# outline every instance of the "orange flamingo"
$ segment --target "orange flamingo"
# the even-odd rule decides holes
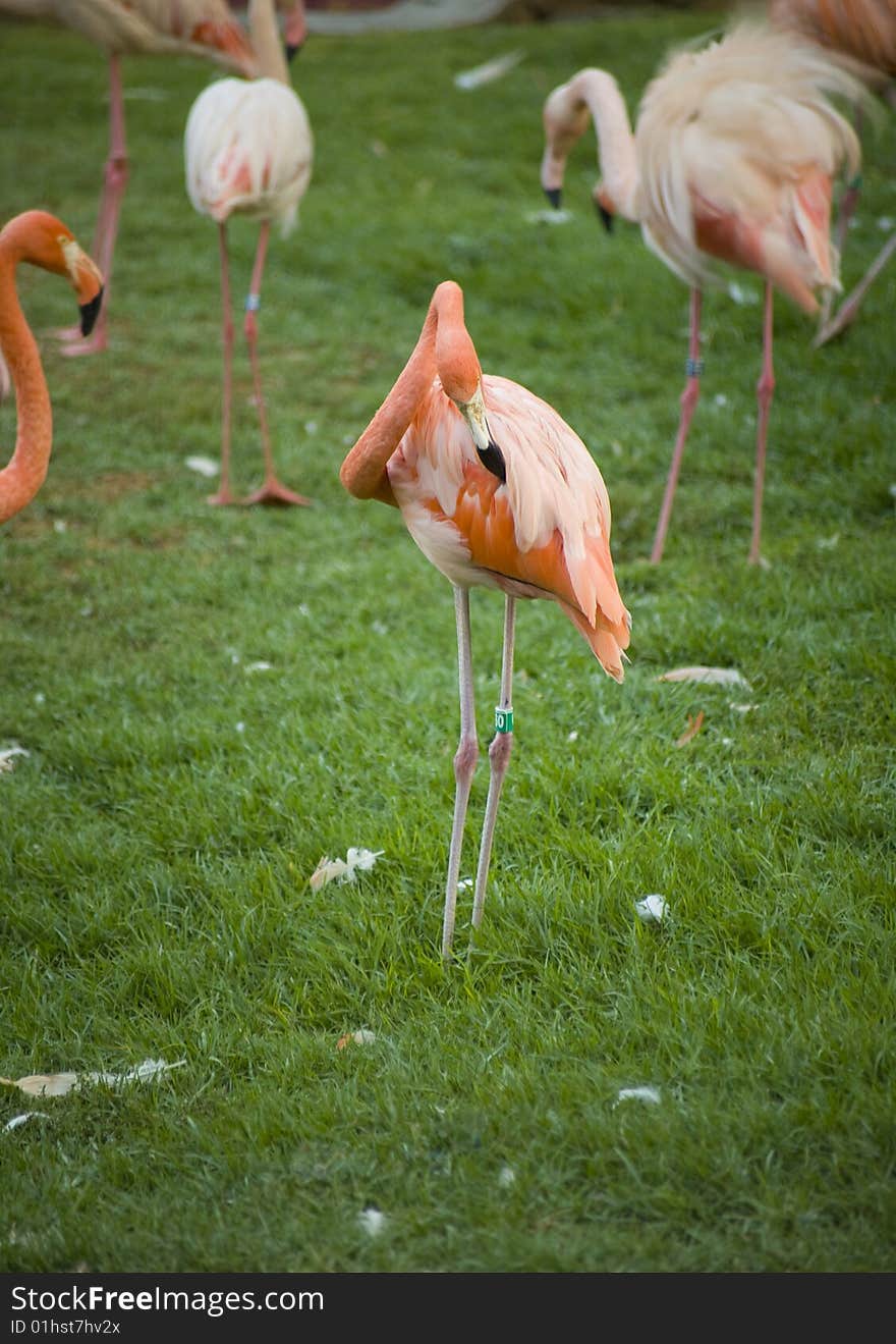
[[[298,43],[290,20],[301,23],[304,7],[290,7],[286,56],[279,44],[274,0],[250,0],[249,23],[262,78],[218,79],[200,93],[189,110],[184,134],[187,192],[193,207],[218,224],[224,351],[220,488],[210,504],[236,504],[230,489],[234,327],[230,304],[227,220],[246,215],[259,220],[258,247],[246,298],[243,329],[249,345],[255,405],[265,454],[265,482],[247,504],[308,504],[304,495],[277,478],[258,364],[258,308],[271,220],[283,237],[293,228],[298,203],[312,176],[314,142],[308,113],[292,89],[286,58]],[[293,39],[290,40],[290,32]]]
[[[646,245],[692,289],[686,386],[650,559],[662,558],[688,427],[700,395],[703,288],[717,262],[766,280],[763,366],[756,387],[756,470],[750,560],[760,559],[762,496],[772,370],[772,293],[809,313],[815,290],[838,288],[829,238],[832,179],[860,160],[856,133],[826,94],[862,86],[790,35],[743,23],[703,51],[673,55],[647,86],[634,134],[613,75],[580,70],[544,105],[541,185],[557,206],[567,156],[592,118],[603,181],[594,190],[604,223],[641,224]]]
[[[883,91],[896,78],[896,0],[772,0],[770,12],[772,23],[780,28],[790,28],[825,47],[836,59],[846,60],[872,89]],[[858,181],[850,181],[840,207],[837,241],[841,249],[858,203]],[[834,316],[823,313],[814,345],[823,345],[853,321],[872,281],[893,253],[896,233]]]
[[[411,358],[343,462],[340,478],[359,499],[396,505],[426,558],[454,586],[461,739],[442,925],[442,954],[449,957],[478,757],[469,590],[482,586],[505,594],[501,703],[489,747],[473,898],[478,929],[513,743],[516,599],[556,602],[604,672],[622,681],[631,620],[610,556],[610,500],[584,444],[552,406],[506,378],[482,376],[463,325],[463,294],[453,281],[435,289]]]
[[[106,319],[118,215],[128,184],[122,55],[206,56],[254,74],[255,56],[227,0],[0,0],[0,9],[73,28],[109,58],[109,156],[91,254],[106,280],[102,312],[89,340],[77,327],[58,332],[66,355],[106,349]]]
[[[15,452],[0,470],[0,523],[23,509],[38,493],[47,476],[52,448],[47,382],[16,294],[16,266],[21,261],[66,277],[78,296],[85,336],[102,304],[99,269],[54,215],[28,210],[0,231],[0,352],[16,390],[19,417]]]

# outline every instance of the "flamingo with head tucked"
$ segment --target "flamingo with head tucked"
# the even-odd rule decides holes
[[[43,210],[16,215],[0,231],[0,353],[16,391],[16,446],[0,470],[0,523],[40,489],[52,448],[52,411],[38,345],[16,294],[16,266],[30,262],[64,276],[78,296],[81,331],[90,333],[102,304],[102,276],[71,230]]]
[[[105,302],[89,339],[77,327],[58,333],[63,353],[91,355],[107,344],[111,263],[129,175],[121,58],[204,56],[254,74],[255,56],[227,0],[0,0],[0,11],[73,28],[109,58],[109,155],[90,249],[106,280]]]
[[[482,375],[463,323],[463,294],[453,281],[435,289],[411,358],[340,477],[359,499],[396,505],[426,558],[454,586],[461,739],[442,923],[442,954],[449,957],[478,757],[469,590],[482,586],[505,595],[501,703],[473,898],[477,929],[513,743],[516,599],[556,602],[604,672],[622,681],[631,621],[610,556],[610,499],[587,448],[552,406],[506,378]]]
[[[189,110],[184,133],[187,192],[200,214],[218,224],[224,351],[220,487],[210,504],[236,504],[230,489],[230,442],[232,406],[234,324],[230,310],[230,262],[227,223],[244,215],[259,222],[255,265],[246,298],[243,329],[249,344],[255,406],[265,454],[265,481],[247,504],[308,504],[281,484],[267,427],[258,363],[258,309],[271,220],[283,235],[293,228],[298,203],[312,176],[314,142],[305,106],[293,90],[286,58],[301,44],[304,5],[289,5],[285,26],[286,55],[279,40],[274,0],[249,0],[249,24],[258,54],[257,79],[216,79],[200,93]]]
[[[681,419],[650,559],[662,558],[681,457],[700,395],[701,292],[719,262],[766,281],[763,364],[750,560],[759,562],[772,370],[772,294],[807,313],[817,292],[838,288],[830,242],[832,180],[860,148],[830,94],[861,98],[861,83],[817,47],[740,23],[701,51],[673,55],[645,90],[634,134],[619,87],[604,70],[580,70],[544,103],[541,185],[556,206],[572,145],[594,120],[603,180],[594,191],[604,222],[641,224],[647,246],[692,289],[690,348]]]

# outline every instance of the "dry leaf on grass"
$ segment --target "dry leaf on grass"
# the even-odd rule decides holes
[[[15,758],[17,755],[31,755],[31,753],[20,747],[17,742],[13,742],[8,747],[0,747],[0,774],[9,774],[15,770]]]
[[[692,668],[673,668],[672,672],[664,672],[662,676],[658,676],[657,681],[700,681],[716,685],[742,685],[747,691],[752,689],[750,681],[737,668],[708,668],[703,664]]]
[[[340,1036],[336,1042],[337,1050],[345,1050],[352,1042],[356,1046],[372,1046],[376,1040],[376,1032],[368,1031],[367,1027],[361,1027],[360,1031],[347,1031],[344,1036]]]
[[[676,738],[676,746],[677,747],[686,747],[688,743],[690,741],[693,741],[693,738],[697,737],[697,734],[700,732],[701,727],[703,727],[703,710],[700,710],[700,712],[697,714],[696,718],[689,714],[688,715],[688,727],[684,730],[684,732],[681,734],[680,738]]]
[[[308,884],[312,891],[320,891],[328,882],[334,882],[337,878],[340,882],[355,882],[356,871],[360,868],[361,872],[365,872],[368,868],[372,868],[383,853],[386,853],[384,849],[359,849],[352,847],[344,859],[330,859],[329,855],[324,855],[308,879]]]
[[[0,1078],[0,1083],[7,1087],[17,1087],[28,1097],[64,1097],[73,1087],[83,1083],[107,1083],[110,1087],[120,1087],[122,1083],[145,1083],[169,1068],[180,1068],[185,1059],[179,1059],[173,1064],[164,1059],[144,1059],[142,1064],[134,1064],[121,1074],[91,1073],[91,1074],[28,1074],[26,1078]]]
[[[494,79],[500,79],[513,70],[523,56],[524,51],[508,51],[504,56],[494,56],[493,60],[486,60],[481,66],[474,66],[473,70],[462,70],[459,74],[454,75],[455,89],[478,89],[484,83],[492,83]]]

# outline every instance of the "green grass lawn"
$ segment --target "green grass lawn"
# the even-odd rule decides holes
[[[662,564],[688,292],[590,200],[537,216],[541,103],[586,65],[634,110],[721,13],[313,38],[300,228],[271,241],[261,351],[278,466],[314,505],[214,509],[214,226],[183,184],[189,59],[128,59],[132,177],[110,349],[64,360],[48,478],[0,532],[0,1074],[184,1060],[146,1085],[0,1090],[0,1267],[896,1269],[896,266],[848,335],[776,302],[764,544],[750,542],[758,278],[704,302],[703,401]],[[524,59],[473,91],[453,75]],[[90,246],[106,67],[0,26],[3,219]],[[893,122],[865,142],[844,258],[896,216]],[[255,228],[231,230],[244,294]],[[598,461],[633,614],[622,687],[521,603],[516,750],[485,921],[439,956],[457,743],[451,590],[339,466],[457,280],[486,371]],[[38,333],[71,294],[20,271]],[[234,482],[261,480],[238,329]],[[0,409],[3,458],[15,410]],[[473,594],[490,732],[502,602]],[[267,669],[251,669],[267,663]],[[660,681],[736,668],[750,689]],[[744,706],[750,706],[744,710]],[[704,712],[701,731],[677,739]],[[472,876],[488,770],[473,790]],[[382,849],[318,891],[324,855]],[[635,902],[662,894],[662,925]],[[337,1048],[367,1028],[368,1044]],[[619,1099],[654,1087],[658,1102]],[[39,1110],[12,1130],[3,1125]],[[359,1214],[386,1215],[373,1236]]]

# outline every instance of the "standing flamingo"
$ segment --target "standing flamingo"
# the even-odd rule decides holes
[[[463,294],[443,281],[411,358],[343,462],[359,499],[402,511],[426,558],[454,586],[461,691],[457,790],[442,925],[449,957],[463,823],[478,757],[473,706],[470,595],[505,594],[501,703],[489,747],[489,793],[473,899],[478,929],[501,785],[513,743],[510,683],[516,599],[548,598],[622,681],[631,620],[610,556],[610,500],[582,439],[552,406],[506,378],[482,376],[463,325]]]
[[[91,247],[106,280],[105,304],[90,340],[77,327],[58,333],[63,353],[93,355],[107,344],[111,262],[128,184],[121,56],[206,56],[246,74],[254,74],[255,58],[227,0],[0,0],[0,9],[74,28],[109,56],[109,156]]]
[[[825,47],[834,58],[849,62],[850,69],[870,87],[883,90],[896,78],[896,0],[771,0],[770,13],[778,27],[795,31]],[[857,203],[856,180],[846,188],[840,207],[841,249]],[[829,317],[823,312],[814,345],[823,345],[853,321],[872,281],[893,253],[896,233],[887,239],[837,313]]]
[[[703,51],[673,55],[647,86],[634,134],[622,94],[604,70],[580,70],[544,103],[541,185],[557,206],[567,156],[588,118],[603,181],[594,190],[604,223],[641,223],[646,245],[692,288],[690,348],[681,421],[652,562],[662,558],[681,457],[703,371],[701,290],[719,281],[715,261],[766,280],[763,366],[756,387],[756,472],[750,560],[758,563],[768,410],[775,386],[772,293],[809,313],[817,289],[840,288],[829,238],[832,179],[860,159],[856,133],[827,93],[861,97],[861,85],[790,35],[739,24]]]
[[[102,276],[71,231],[43,210],[16,215],[0,231],[0,352],[16,390],[19,427],[12,458],[0,470],[0,523],[38,493],[52,448],[52,411],[38,345],[16,294],[16,266],[27,261],[64,276],[78,296],[81,329],[90,332],[102,304]]]
[[[304,22],[304,8],[297,7]],[[249,0],[249,26],[258,52],[258,79],[218,79],[193,103],[187,118],[184,156],[187,192],[201,215],[218,224],[224,386],[220,445],[220,489],[210,504],[238,503],[230,491],[230,430],[232,403],[234,327],[230,310],[227,220],[231,215],[258,219],[258,247],[246,298],[243,329],[255,387],[255,405],[265,454],[265,482],[247,504],[308,504],[304,495],[282,485],[274,474],[258,366],[258,308],[271,219],[283,237],[293,228],[298,203],[312,176],[314,142],[301,98],[290,86],[289,67],[279,44],[274,0]],[[294,44],[286,32],[287,55]]]

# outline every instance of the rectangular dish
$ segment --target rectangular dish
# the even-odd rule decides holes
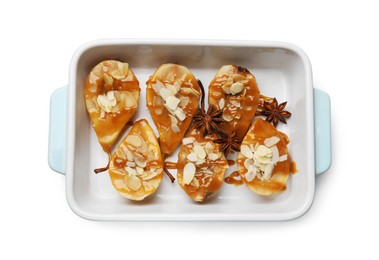
[[[146,118],[155,131],[146,108],[145,82],[159,65],[183,64],[205,87],[224,64],[248,68],[261,94],[288,101],[287,108],[293,114],[287,125],[278,127],[291,139],[289,149],[298,168],[298,173],[290,176],[287,190],[260,197],[245,186],[224,183],[214,198],[199,204],[164,176],[156,194],[145,201],[133,202],[119,196],[107,173],[93,173],[93,169],[106,164],[107,155],[91,127],[83,99],[88,73],[105,59],[129,63],[141,88],[135,120]],[[53,93],[50,113],[49,164],[66,174],[66,194],[72,210],[91,220],[294,219],[311,207],[315,173],[326,171],[331,162],[329,96],[313,88],[306,54],[288,43],[130,39],[91,42],[73,55],[68,87]],[[177,161],[177,153],[167,160]],[[232,166],[226,176],[235,169]]]

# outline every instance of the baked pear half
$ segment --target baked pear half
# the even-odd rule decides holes
[[[192,129],[183,138],[179,151],[178,183],[197,202],[203,202],[221,188],[229,167],[220,145],[212,141],[214,138],[202,137],[199,130]]]
[[[92,126],[104,152],[111,147],[137,111],[139,82],[128,63],[106,60],[89,73],[84,99]]]
[[[188,68],[177,64],[161,65],[146,84],[147,107],[158,128],[162,153],[171,155],[196,114],[200,86]]]
[[[209,85],[208,102],[222,110],[220,128],[243,139],[259,104],[260,91],[255,77],[236,65],[222,66]]]
[[[149,123],[139,120],[112,155],[109,165],[112,184],[123,197],[140,201],[156,191],[162,173],[158,139]]]
[[[249,129],[238,153],[238,173],[246,186],[259,195],[283,191],[290,174],[287,135],[258,118]]]

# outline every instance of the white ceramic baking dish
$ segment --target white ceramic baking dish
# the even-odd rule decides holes
[[[288,101],[292,117],[279,130],[291,139],[291,156],[298,173],[287,190],[260,197],[245,186],[223,184],[206,203],[193,202],[166,176],[157,192],[142,202],[122,198],[107,173],[95,175],[107,155],[98,144],[83,100],[84,81],[102,60],[128,62],[141,87],[135,120],[146,118],[155,126],[146,108],[145,82],[162,63],[187,66],[208,86],[224,64],[248,68],[261,94]],[[155,129],[156,130],[156,129]],[[156,131],[157,133],[157,131]],[[127,134],[124,133],[124,135]],[[79,216],[91,220],[244,220],[278,221],[297,218],[308,211],[315,192],[315,176],[331,164],[330,99],[313,88],[311,65],[298,47],[282,42],[101,40],[80,47],[73,55],[68,87],[51,97],[49,164],[66,174],[68,204]],[[177,154],[167,160],[176,161]],[[234,171],[231,167],[228,173]],[[175,171],[173,171],[175,175]]]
○ ○ ○ ○ ○
OBJECTIVE
Count the lines in the items above that contain the word "instance" and give only that number.

REPLY
8